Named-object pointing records

● ● ● ●

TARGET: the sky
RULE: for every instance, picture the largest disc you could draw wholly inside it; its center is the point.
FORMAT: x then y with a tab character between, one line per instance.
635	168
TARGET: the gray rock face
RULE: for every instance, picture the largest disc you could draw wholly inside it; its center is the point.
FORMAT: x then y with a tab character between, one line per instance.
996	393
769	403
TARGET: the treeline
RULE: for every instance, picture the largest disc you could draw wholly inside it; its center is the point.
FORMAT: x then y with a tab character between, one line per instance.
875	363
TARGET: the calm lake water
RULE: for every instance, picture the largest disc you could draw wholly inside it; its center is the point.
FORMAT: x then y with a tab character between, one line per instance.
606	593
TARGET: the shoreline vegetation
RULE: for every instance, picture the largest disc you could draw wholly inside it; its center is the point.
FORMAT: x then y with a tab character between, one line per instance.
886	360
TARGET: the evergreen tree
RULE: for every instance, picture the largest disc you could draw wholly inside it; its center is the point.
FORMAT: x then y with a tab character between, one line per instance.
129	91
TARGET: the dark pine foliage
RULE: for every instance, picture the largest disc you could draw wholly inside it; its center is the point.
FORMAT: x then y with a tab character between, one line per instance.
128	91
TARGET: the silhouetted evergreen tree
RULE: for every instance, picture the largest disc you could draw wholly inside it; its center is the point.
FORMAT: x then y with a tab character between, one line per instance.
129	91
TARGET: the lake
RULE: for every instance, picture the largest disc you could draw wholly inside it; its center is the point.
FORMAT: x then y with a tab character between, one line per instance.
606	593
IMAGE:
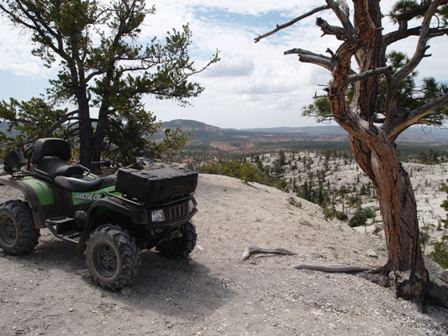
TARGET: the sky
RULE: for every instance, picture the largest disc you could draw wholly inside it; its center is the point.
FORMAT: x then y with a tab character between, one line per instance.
254	85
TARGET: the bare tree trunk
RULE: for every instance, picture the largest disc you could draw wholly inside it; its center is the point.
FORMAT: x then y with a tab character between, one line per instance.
85	133
399	213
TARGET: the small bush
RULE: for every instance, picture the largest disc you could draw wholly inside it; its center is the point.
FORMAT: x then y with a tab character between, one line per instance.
440	253
331	213
295	202
360	217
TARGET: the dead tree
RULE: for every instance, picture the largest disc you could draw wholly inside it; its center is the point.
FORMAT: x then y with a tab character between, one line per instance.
373	139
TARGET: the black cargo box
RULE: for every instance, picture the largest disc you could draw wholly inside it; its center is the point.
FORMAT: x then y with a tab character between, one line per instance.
155	185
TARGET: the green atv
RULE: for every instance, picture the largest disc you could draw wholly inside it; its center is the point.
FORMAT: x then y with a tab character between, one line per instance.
109	218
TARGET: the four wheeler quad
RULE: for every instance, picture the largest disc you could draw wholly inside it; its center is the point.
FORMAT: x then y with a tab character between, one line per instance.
109	218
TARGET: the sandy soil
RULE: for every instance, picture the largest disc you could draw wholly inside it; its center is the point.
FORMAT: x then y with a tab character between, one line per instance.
214	293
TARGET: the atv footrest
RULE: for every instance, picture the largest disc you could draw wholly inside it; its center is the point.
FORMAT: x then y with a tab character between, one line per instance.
58	221
53	223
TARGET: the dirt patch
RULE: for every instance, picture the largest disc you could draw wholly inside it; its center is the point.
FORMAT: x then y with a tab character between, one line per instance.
213	293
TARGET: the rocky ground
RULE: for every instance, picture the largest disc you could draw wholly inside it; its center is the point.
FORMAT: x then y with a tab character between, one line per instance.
214	293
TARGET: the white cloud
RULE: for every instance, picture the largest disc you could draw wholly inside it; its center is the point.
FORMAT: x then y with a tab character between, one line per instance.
254	85
231	67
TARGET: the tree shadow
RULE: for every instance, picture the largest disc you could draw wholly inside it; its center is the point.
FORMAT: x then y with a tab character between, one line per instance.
183	288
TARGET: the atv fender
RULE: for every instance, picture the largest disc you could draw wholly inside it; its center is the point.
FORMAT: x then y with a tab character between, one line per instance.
35	201
136	213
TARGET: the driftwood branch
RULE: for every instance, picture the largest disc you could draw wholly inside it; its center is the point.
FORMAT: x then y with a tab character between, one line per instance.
334	269
415	116
251	250
290	23
328	29
341	10
364	75
421	44
307	56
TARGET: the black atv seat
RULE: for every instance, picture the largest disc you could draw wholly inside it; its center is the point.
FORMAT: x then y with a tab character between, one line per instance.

● ● ● ●

● WRITTEN REQUEST
Skip the pictures, then retype every line above exactly.

● TASK RESPONSE
TARGET: the sky
RULE: for every instance, picture the largest disc you could draw wholly inside it; its center is the point.
FORMAT: x then y with a tab character between, one line per instance.
635	168
TARGET: the gray rock face
RULE: for every instance, picture the largest disc you could draw wholly inside it; its center is the point.
FORMAT: x then y with a tab character between, one line per instance.
996	393
769	403
TARGET: the treeline
RULE: for every instance, picture the largest disc you could draw wholly inside it; its center is the point.
FORMAT: x then y with a tab character between, one line per instance.
875	363
TARGET: the calm lake water
RULE: for every instance, picture the largest disc you could draw wholly inside it; its center is the point.
FORMAT: x then y with a tab character between, one line per instance.
606	593
TARGET: the shoreline vegetation
RULE: for every instance, picture the largest disc you could draw wholly inside it; its center is the point.
FORMAT: x then y with a tab character between, one line per instance.
886	360
TARGET: the evergreen tree
RULE: for every instance, picture the largest disc you could draw wholly inside it; its center is the point.
FORMAT: x then y with a tab character between, one line per instance.
129	91
TARGET: the dark pine foliage
RULE: for every instance, picture the largest disc you could draw wholly inside it; its center is the point.
FORMAT: x then y with a tab character between, one line per instance.
128	91
TARGET: the silhouetted evergreen tree
RULE: for every instance, picture the largest disc you could draw wholly inside it; its center is the point.
FORMAT: x then y with a tab character between, one line per instance.
129	91
TARGET: the lake
RULE: for every instance, picture the largest disc you could draw wholly inside it; its center is the point.
FORMAT: x then y with a tab character between, one line per instance.
606	593
IMAGE:
TARGET: the sky
RULE: for every instance, picture the largest disc you could draw wholly inside it; its center is the point.
FORMAT: x then y with a tab character between, one line per instance.
254	85
TARGET: the bare tree trunk
RULE: for every instance, picture the largest disc you could draw wholly inside it; its center is the point.
FORMAT: x then y with a tab character between, one line per instance.
85	133
399	213
TARGET: the small bush
RULE: for every instance, picture the largest disc you could draw wholly inside it; its center is the point.
FORMAT: x then y with a tab character between, one line per instance.
440	253
331	213
295	202
360	217
TARGET: the dead tree
RULE: for every instance, picture the largest disc you could draw wholly inside it; its center is the point.
FORMAT: x then y with a tab character between, one line per instance.
373	139
TARGET: the black cargo box
RULE: for every instance, picture the largest disc you could draw wholly inside it; its center is the point.
FORMAT: x then y with a tab character between, one line per instance.
155	185
TARGET: the green atv
RULE: for every instance, picture the largest disc you could draw wholly inside it; its center is the point.
FORMAT: x then y with a tab character between, one line per instance.
109	218
TARGET: the four wheeler quad
RULE: for every instance, picture the largest disc you could draw wholly inside it; its center is the point.
FORMAT: x then y with a tab character between, one line per instance.
109	218
TARGET: the sandy soil
RULE: for every instance, picture the largest disc you could draw wholly inside it; its center is the point.
FORMAT: x then y with a tab character between, one line per instance.
214	293
TARGET: the atv footrest
RULE: for every instance, picture the largest disc you could draw wholly inside it; its center is the point.
FORMAT: x then y with a tab character between, one line per instance.
58	221
53	223
TARGET: the dirt patch
RULE: for every instance, picture the largest disc you could draw wholly inside it; its center is the point.
FORMAT: x then y with a tab character between, one line per instance.
213	293
TARGET: the rocky ground
RULE: for every instance, picture the largest disc you could draw wholly inside it; its center is the point.
FORMAT: x then y with a tab character between, one line per instance.
214	293
TARGET: the white cloud
RULE: for every instance, picture the largest disc you could draw wholly inside it; its center is the point.
FORMAT: x then y with a tab character between, one line per instance.
254	85
231	67
TARGET: the tree shadow
RULE: for every instance, picture the largest disc you could draw wholly inside it; its center is the point.
FORMAT: x then y with a tab character between, one line per instance.
183	288
TARGET: the atv fender
RULE: for every instance, picture the largest disc you could draw wholly inside it; its center is the point.
FORMAT: x then y with a tab character between, one line per instance.
35	201
136	213
TARGET: the driftwood branch
RULE: for every instance, picture the largest disc you could draw wholly inside it; its center is the point.
FORMAT: x then y with a tab character between, one line per instance.
334	269
415	116
251	250
290	23
328	29
341	10
364	75
421	44
307	56
TARGET: the black atv seat
RULE: for every instance, picture the largest disc you could draw wholly inside it; its center is the point.
FORMAT: x then y with a tab character between, one line per instance.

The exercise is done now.